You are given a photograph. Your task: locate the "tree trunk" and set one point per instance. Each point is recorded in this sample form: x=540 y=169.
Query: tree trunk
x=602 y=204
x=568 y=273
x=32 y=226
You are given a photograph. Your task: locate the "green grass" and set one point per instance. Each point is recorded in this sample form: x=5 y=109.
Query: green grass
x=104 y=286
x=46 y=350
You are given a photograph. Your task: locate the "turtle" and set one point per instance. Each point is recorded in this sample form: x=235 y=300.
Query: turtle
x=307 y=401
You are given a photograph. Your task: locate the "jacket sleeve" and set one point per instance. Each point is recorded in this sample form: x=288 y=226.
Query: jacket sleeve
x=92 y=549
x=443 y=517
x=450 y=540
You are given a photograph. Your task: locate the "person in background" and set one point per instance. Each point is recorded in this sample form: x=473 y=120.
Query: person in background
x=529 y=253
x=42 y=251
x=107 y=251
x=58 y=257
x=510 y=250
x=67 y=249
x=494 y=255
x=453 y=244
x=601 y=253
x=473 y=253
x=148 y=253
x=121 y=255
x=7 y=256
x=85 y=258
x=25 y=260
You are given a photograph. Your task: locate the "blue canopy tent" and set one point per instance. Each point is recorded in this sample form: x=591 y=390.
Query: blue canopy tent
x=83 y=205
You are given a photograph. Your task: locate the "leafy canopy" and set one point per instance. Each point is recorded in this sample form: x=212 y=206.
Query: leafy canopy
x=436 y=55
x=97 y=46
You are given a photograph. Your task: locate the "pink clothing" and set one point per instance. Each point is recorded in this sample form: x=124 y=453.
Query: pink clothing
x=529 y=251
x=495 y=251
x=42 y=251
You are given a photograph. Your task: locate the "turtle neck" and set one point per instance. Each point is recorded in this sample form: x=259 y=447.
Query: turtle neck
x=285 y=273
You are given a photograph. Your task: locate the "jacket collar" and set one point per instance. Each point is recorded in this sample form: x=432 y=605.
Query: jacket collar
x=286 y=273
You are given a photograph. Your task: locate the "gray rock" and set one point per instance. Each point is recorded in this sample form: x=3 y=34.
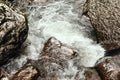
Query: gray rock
x=109 y=68
x=13 y=32
x=105 y=18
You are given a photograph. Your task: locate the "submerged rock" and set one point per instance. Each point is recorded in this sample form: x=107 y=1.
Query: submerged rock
x=109 y=68
x=56 y=62
x=26 y=73
x=13 y=32
x=105 y=18
x=91 y=74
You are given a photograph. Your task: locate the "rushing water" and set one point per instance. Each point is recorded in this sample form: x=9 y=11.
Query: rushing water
x=63 y=20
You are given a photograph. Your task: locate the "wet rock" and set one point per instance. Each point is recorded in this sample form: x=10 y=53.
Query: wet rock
x=13 y=32
x=26 y=73
x=3 y=75
x=109 y=68
x=91 y=74
x=24 y=5
x=105 y=18
x=87 y=74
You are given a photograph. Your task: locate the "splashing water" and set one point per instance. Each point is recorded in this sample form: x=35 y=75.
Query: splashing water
x=63 y=20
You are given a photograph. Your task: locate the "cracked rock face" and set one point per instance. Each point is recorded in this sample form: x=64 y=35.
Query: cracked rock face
x=105 y=18
x=13 y=31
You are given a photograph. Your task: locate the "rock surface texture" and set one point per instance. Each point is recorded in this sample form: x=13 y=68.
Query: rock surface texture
x=105 y=18
x=13 y=31
x=109 y=68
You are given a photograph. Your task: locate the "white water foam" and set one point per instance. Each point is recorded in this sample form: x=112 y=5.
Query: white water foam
x=61 y=19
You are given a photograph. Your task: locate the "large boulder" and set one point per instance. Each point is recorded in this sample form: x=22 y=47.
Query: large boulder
x=13 y=32
x=105 y=18
x=56 y=62
x=109 y=68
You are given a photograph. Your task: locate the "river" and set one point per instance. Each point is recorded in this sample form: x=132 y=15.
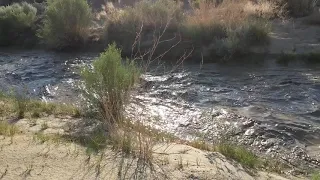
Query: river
x=272 y=108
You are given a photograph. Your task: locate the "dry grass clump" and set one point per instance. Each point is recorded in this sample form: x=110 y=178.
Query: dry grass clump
x=229 y=29
x=7 y=129
x=142 y=22
x=22 y=107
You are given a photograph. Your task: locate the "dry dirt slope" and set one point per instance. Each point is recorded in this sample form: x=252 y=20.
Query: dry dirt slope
x=23 y=157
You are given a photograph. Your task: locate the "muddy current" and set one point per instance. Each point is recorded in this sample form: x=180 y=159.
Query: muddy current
x=270 y=108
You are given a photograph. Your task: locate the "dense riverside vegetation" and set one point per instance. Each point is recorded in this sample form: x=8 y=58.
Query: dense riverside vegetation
x=207 y=29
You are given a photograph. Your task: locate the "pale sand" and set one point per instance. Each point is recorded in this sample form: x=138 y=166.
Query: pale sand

########

**Exercise goal:** Quote exactly the lines from the line that contains "form: x=112 y=5." through the last line of the listing, please, leaving out all pictures.

**Task response:**
You are given a photograph. Your task: locate the "white water foam" and set one point per instance. Each point is recorded in this sample form: x=112 y=5.
Query: white water foam
x=61 y=19
You are given a photograph. Your task: locate the "large boulder" and set one point per instance. Each point is recorded in this sample form: x=22 y=47.
Query: large boulder
x=13 y=32
x=105 y=18
x=56 y=62
x=109 y=68
You are given a photograph. Your task: locate the "river" and set one point per instance. Each point is recorded in this sample form: x=132 y=15.
Query: river
x=272 y=108
You are given a photograph. Your task: locate the "dry grass clump" and set one point per instance. Each point is recorded in this sample form: x=110 y=178.
Query: dry grass clump
x=229 y=29
x=7 y=129
x=142 y=22
x=22 y=107
You are given a photograph. Your task: locate the "dry dirt slope" and set one point per instance. Each point is recorded in this sample form: x=252 y=20.
Query: dry dirt slope
x=23 y=157
You are given a photograph. Your task: locate the "muddy current" and set one point per instance. Each point is recorded in this sample form: x=180 y=159.
Query: muddy current
x=270 y=108
You are given a photograph. Your task: locate the "dense riverside vegetation" and set one point per instance. Each point is recorded in this sample form: x=8 y=58.
Query: dense riverside vegetation
x=207 y=29
You are given a photograph. Your task: locate the "pale sand" and set one point per instance. Each point is recorded in this sample form: x=138 y=166.
Query: pale sand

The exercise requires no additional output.